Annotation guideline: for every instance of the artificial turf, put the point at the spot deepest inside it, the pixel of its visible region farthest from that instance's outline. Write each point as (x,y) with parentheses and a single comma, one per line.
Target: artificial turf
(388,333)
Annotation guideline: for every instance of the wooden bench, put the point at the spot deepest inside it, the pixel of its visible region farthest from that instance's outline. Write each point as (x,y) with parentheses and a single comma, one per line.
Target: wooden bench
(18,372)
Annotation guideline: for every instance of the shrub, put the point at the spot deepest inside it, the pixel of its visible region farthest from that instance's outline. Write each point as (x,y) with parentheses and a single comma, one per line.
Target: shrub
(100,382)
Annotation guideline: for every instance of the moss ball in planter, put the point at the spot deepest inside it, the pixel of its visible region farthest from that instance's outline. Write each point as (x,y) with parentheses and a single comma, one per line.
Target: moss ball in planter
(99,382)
##############################
- _WHAT THE TASK REQUIRES_:
Reproduce verbatim the span that opens with the line containing "Annotation guideline: for every instance of the moss" and closes with the last of the rows above, both ends included.

- _REPLY_:
Annotation guideline: for every instance of the moss ball in planter, put the point at the spot deepest inside it, the pixel of its visible region farthest from that instance's outline. Write each point as (x,y) with parentheses and a single comma, one per line.
Target: moss ball in planter
(99,382)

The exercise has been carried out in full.